Pointing dataset items
========================================

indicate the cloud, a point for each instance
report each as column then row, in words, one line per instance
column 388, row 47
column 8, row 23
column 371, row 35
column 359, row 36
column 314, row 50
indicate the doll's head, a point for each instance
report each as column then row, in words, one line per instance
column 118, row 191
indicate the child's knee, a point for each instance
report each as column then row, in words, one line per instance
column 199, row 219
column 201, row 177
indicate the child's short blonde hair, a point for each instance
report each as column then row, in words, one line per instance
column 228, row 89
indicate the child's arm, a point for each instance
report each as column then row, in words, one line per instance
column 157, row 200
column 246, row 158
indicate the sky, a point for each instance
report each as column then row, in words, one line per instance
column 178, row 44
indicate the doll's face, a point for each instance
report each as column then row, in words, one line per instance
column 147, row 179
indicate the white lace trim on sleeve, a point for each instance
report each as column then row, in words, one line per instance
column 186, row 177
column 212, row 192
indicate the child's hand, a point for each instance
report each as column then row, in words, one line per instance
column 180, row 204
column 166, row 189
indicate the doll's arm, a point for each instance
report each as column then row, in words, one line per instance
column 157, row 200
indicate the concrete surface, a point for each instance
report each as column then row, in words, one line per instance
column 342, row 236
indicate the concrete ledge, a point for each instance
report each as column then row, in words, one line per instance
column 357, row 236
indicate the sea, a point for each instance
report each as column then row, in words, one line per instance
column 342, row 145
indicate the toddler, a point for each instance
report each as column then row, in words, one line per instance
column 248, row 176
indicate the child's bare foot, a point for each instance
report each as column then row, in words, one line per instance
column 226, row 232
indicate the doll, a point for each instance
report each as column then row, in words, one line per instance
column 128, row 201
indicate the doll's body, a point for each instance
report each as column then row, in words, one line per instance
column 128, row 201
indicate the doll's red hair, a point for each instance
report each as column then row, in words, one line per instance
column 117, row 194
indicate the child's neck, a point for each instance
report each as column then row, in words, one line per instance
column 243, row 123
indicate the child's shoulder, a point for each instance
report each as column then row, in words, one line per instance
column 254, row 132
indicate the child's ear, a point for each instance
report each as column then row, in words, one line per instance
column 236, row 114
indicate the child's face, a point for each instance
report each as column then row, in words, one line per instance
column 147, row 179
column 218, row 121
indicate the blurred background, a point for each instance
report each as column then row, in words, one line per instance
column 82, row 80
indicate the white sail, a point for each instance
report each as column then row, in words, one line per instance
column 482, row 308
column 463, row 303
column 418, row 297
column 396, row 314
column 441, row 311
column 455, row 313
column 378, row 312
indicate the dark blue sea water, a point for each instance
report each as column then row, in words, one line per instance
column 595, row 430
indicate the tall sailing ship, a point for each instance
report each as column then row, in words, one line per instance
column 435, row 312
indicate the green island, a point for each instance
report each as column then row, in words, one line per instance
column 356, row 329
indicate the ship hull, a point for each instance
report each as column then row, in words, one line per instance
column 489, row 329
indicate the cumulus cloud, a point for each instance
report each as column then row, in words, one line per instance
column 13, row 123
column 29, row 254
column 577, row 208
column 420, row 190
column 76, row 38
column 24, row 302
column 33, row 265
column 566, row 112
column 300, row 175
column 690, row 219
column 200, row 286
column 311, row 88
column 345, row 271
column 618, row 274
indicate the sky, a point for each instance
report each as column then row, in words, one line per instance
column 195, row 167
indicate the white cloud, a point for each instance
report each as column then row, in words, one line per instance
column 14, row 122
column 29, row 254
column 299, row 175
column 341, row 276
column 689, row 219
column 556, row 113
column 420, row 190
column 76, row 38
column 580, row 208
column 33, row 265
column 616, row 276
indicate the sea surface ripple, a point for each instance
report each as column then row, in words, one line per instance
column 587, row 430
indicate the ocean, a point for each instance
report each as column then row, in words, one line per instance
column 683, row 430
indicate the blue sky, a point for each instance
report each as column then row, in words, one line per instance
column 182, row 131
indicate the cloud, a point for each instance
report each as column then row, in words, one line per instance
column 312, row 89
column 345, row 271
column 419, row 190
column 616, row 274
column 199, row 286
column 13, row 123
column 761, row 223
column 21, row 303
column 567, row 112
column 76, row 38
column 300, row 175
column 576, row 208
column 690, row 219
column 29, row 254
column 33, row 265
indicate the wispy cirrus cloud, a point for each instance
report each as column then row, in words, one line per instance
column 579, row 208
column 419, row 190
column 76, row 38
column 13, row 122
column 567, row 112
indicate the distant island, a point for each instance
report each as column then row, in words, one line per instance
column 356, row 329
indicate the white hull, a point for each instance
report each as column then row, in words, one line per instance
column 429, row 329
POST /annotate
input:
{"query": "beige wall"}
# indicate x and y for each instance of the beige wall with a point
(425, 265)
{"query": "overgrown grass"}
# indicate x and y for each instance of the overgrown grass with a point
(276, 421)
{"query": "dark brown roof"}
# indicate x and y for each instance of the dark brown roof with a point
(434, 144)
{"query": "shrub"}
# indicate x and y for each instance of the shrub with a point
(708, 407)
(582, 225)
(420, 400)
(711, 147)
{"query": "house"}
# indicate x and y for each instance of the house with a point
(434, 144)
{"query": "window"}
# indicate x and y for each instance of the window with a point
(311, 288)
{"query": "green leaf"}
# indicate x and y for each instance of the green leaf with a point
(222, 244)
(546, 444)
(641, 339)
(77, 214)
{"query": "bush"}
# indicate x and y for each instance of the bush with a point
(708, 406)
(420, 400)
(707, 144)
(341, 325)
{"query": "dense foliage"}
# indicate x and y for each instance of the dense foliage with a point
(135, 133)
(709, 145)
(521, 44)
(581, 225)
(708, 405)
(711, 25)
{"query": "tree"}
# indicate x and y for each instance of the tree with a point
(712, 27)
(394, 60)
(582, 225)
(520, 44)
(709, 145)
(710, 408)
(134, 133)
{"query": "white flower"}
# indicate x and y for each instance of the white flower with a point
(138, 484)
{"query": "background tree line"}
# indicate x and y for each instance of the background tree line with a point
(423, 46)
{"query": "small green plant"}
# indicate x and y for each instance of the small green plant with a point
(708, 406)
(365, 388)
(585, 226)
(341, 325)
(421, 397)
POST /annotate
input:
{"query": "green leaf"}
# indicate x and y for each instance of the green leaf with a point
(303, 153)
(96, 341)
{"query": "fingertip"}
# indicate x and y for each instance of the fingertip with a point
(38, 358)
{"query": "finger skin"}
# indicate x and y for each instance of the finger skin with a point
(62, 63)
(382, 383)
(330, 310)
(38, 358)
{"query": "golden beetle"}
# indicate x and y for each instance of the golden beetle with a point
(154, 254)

========================================

● SHORT TASK:
Format every line of the items above as a JSON list of strings, one string per line, skipping any blank lines.

● SOLUTION FOR THIS TASK:
[
  "indicate the cloud, a point for each instance",
  "report each as column then row, in words, one line per instance",
  "column 388, row 47",
  "column 8, row 23",
  "column 371, row 35",
  "column 359, row 36",
  "column 314, row 50",
  "indicate the doll's head, a point for each instance",
  "report each as column then row, in words, one line per instance",
  "column 118, row 191",
  "indicate the child's knee, a point for each instance",
  "report each as column then row, in words, one line per instance",
  "column 199, row 219",
  "column 201, row 177",
  "indicate the child's short blonde hair, a point for each instance",
  "report each as column then row, in words, one line per instance",
  "column 228, row 89",
  "indicate the child's arm, a point for each instance",
  "report each as column then row, in words, one line per instance",
  "column 157, row 200",
  "column 246, row 158",
  "indicate the sky, a point for each instance",
  "report each as column then row, in words, one line per instance",
  "column 178, row 44",
  "indicate the doll's face, a point for each instance",
  "report each as column then row, in words, one line per instance",
  "column 147, row 179",
  "indicate the white lace trim on sleeve, a point for each instance",
  "report each as column then row, in words, one line per instance",
  "column 186, row 177",
  "column 212, row 192",
  "indicate the child's hand, a point for each instance",
  "report each as column then row, in words, one line per instance",
  "column 180, row 204",
  "column 166, row 189",
  "indicate the doll's arm, a point for each instance",
  "report each as column then row, in words, one line per instance",
  "column 157, row 200",
  "indicate the concrete surface, a point for each instance",
  "report each as column then row, in words, one line per instance",
  "column 342, row 236",
  "indicate the concrete ledge, a point for each instance",
  "report each as column then row, in words, one line per instance",
  "column 357, row 236",
  "indicate the sea, a point for each instance",
  "report each as column then row, in words, one line per instance",
  "column 342, row 145",
  "indicate the toddler, a point for each instance",
  "report each as column then row, in words, one line per instance",
  "column 248, row 176",
  "indicate the child's bare foot, a point for each instance",
  "report each as column then row, in words, one line per instance",
  "column 226, row 232",
  "indicate the doll, a point for each instance",
  "report each as column then row, in words, one line per instance",
  "column 128, row 201",
  "indicate the doll's body, a point for each instance",
  "report each as column then row, in words, one line per instance",
  "column 128, row 201",
  "indicate the doll's red hair, a point for each instance",
  "report each as column then row, in words, one line per instance",
  "column 117, row 194",
  "indicate the child's neck, a point for each instance",
  "report each as column then row, in words, one line per instance",
  "column 243, row 123",
  "indicate the child's shoulder, a point for each instance",
  "report each as column then row, in words, one line per instance",
  "column 254, row 132",
  "indicate the child's ear, a point for each instance",
  "report each as column then row, in words, one line per instance",
  "column 236, row 114",
  "indicate the child's face, a point for each instance",
  "report each as column then row, in words, one line per instance",
  "column 147, row 179",
  "column 218, row 121",
  "indicate the blurred background, a point for each instance",
  "report each as column then row, in words, one line per instance",
  "column 82, row 80",
  "indicate the white sail, a point for each instance",
  "report each as column then row, in words, one line per instance",
  "column 482, row 308",
  "column 463, row 303",
  "column 418, row 297",
  "column 396, row 314",
  "column 441, row 311",
  "column 455, row 313",
  "column 378, row 312",
  "indicate the dark blue sea water, a point for each instance",
  "report each as column then row, in words, one line per instance",
  "column 595, row 430",
  "indicate the tall sailing ship, a point for each instance",
  "report each as column then row, in words, one line per instance",
  "column 435, row 312",
  "indicate the green island, a point for each instance",
  "report each as column then row, in words, one line per instance",
  "column 356, row 329",
  "indicate the ship hull, a point for each instance",
  "report each as column then row, in words, one line per instance",
  "column 489, row 329",
  "indicate the cumulus cloud, a point for each instance",
  "report each as column then row, in words, one line per instance",
  "column 13, row 123",
  "column 29, row 254",
  "column 577, row 208",
  "column 420, row 190",
  "column 76, row 38",
  "column 24, row 302",
  "column 33, row 265",
  "column 566, row 112",
  "column 300, row 175",
  "column 690, row 219",
  "column 200, row 286",
  "column 311, row 88",
  "column 345, row 271",
  "column 618, row 274",
  "indicate the sky, a point for each instance",
  "report each as column then row, in words, one line per instance",
  "column 195, row 167",
  "indicate the white cloud, a point for each instance",
  "report each as column then row, in words, one line per instance",
  "column 14, row 122",
  "column 29, row 254",
  "column 299, row 175",
  "column 341, row 276",
  "column 689, row 219",
  "column 556, row 113",
  "column 420, row 190",
  "column 76, row 38",
  "column 580, row 208",
  "column 33, row 265",
  "column 616, row 276",
  "indicate the sea surface ripple, a point for each instance",
  "report each as column then row, in words, one line per instance",
  "column 587, row 430",
  "indicate the ocean, a point for each instance",
  "report each as column then row, in words, one line per instance",
  "column 683, row 430",
  "indicate the blue sky, a point for each instance",
  "report each as column then row, in words, one line per instance",
  "column 182, row 131",
  "indicate the cloud, a point for each instance",
  "report each as column then row, in words, one line per instance",
  "column 312, row 89",
  "column 345, row 271",
  "column 419, row 190",
  "column 616, row 274",
  "column 199, row 286",
  "column 13, row 123",
  "column 761, row 223",
  "column 21, row 303",
  "column 567, row 112",
  "column 76, row 38",
  "column 300, row 175",
  "column 576, row 208",
  "column 690, row 219",
  "column 29, row 254",
  "column 33, row 265",
  "indicate the wispy cirrus cloud, a point for each instance",
  "report each as column then row, in words, one line per instance",
  "column 579, row 208",
  "column 419, row 190",
  "column 76, row 38",
  "column 13, row 122",
  "column 567, row 112",
  "indicate the distant island, a point for each instance",
  "report each as column then row, in words, one line per instance",
  "column 356, row 329",
  "indicate the white hull, a point for each instance",
  "report each as column then row, in words, one line per instance",
  "column 429, row 329",
  "POST /annotate",
  "input:",
  "{\"query\": \"beige wall\"}",
  "# indicate x and y for each instance of the beige wall with a point",
  "(425, 265)",
  "{\"query\": \"overgrown grass\"}",
  "# indicate x and y for each instance of the overgrown grass with a point",
  "(276, 421)",
  "{\"query\": \"dark brown roof\"}",
  "# indicate x and y for each instance of the dark brown roof with a point",
  "(434, 144)",
  "{\"query\": \"shrub\"}",
  "# indicate x and y for each instance of the shrub with a point",
  "(708, 407)",
  "(582, 225)",
  "(420, 400)",
  "(711, 147)",
  "{\"query\": \"house\"}",
  "# indicate x and y for each instance of the house with a point",
  "(434, 144)",
  "{\"query\": \"window\"}",
  "# indicate x and y for each instance of the window with a point",
  "(311, 288)",
  "{\"query\": \"green leaf\"}",
  "# indicate x and y for each instance of the green leaf with a point",
  "(222, 244)",
  "(546, 444)",
  "(641, 339)",
  "(77, 214)",
  "{\"query\": \"bush\"}",
  "# indicate x and y for each instance of the bush with a point",
  "(708, 406)",
  "(420, 400)",
  "(707, 144)",
  "(341, 325)",
  "{\"query\": \"dense foliage\"}",
  "# indicate x and y for each instance of the dense foliage with a point",
  "(135, 133)",
  "(709, 145)",
  "(521, 44)",
  "(581, 225)",
  "(708, 405)",
  "(711, 25)",
  "{\"query\": \"tree\"}",
  "# indicate x and y for each instance of the tree with a point",
  "(712, 27)",
  "(394, 60)",
  "(582, 225)",
  "(520, 44)",
  "(709, 145)",
  "(710, 408)",
  "(134, 133)",
  "{\"query\": \"white flower\"}",
  "# indicate x and y for each instance of the white flower with a point",
  "(138, 484)",
  "{\"query\": \"background tree line\"}",
  "# indicate x and y for each instance of the background tree line with a point",
  "(423, 46)",
  "{\"query\": \"small green plant\"}",
  "# indicate x and y for each instance of the small green plant with a point",
  "(708, 406)",
  "(365, 388)",
  "(585, 226)",
  "(341, 325)",
  "(421, 397)",
  "POST /annotate",
  "input:",
  "{\"query\": \"green leaf\"}",
  "# indicate x and y for each instance of the green leaf with a point",
  "(303, 153)",
  "(96, 341)",
  "{\"query\": \"fingertip\"}",
  "# indicate x and y for each instance of the fingertip with a point",
  "(38, 358)",
  "{\"query\": \"finger skin\"}",
  "# indicate x and y for each instance of the finger skin with a point",
  "(62, 63)",
  "(382, 383)",
  "(330, 310)",
  "(38, 358)",
  "{\"query\": \"golden beetle\"}",
  "# indicate x and y for each instance of the golden beetle with a point",
  "(154, 254)"
]